© Henri Guinier - Girl from the Sea Isles (from L’ Estampe Moderne)
12. RUMORES, AINDA ASSIM, NO CORAÇÃO
Coimbra, sexta-feira, 11 de Junho de 2010
Às cinco da tarde de dia 9 recente, o meu Amigo e doutor Evaristo Moura Fragoso tratou da saúde àquele canino infecto que me impedia quase, e até, de andar. Raiz ao sol, problema resolvido. Mas não muito sol – que o tempo meteo continua farrusco: geral humidade, frescura geral, lapsos de aguaceiro, Astro-Rei dado a timidez e embaraço.
Sensato, o Tempo relojoeiro
ensina ao viandante a moção mesma.
Torna diagonais os prédios a chuva fresca,
que Junho é senhor de horas amarelas.
Cinco pessoas no café, de óculos todas,
lendo inscrições todas epigráficas:
o anúncio do angariador/vendedor,
a oferta de si mesma da ajudante de cozinha,
a formação do perito averiguador do ramo automóvel,
a solidão do auxiliar de acção farmacêutica.

▬▬▬▬▬▬

#### Tarefa
Segundo o texto acima, quantas pessoas estavam no café e o que todas elas tinham em comum?

#### Entradas de um conjunto de dados
▬▬▬▬▬▬

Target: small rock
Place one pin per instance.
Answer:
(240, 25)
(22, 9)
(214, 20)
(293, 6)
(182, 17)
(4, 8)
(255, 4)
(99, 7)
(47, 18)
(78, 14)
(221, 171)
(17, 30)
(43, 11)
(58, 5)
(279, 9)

▬▬▬▬▬▬

#### Solução
Eram cinco pessoas, e todas usavam óculos.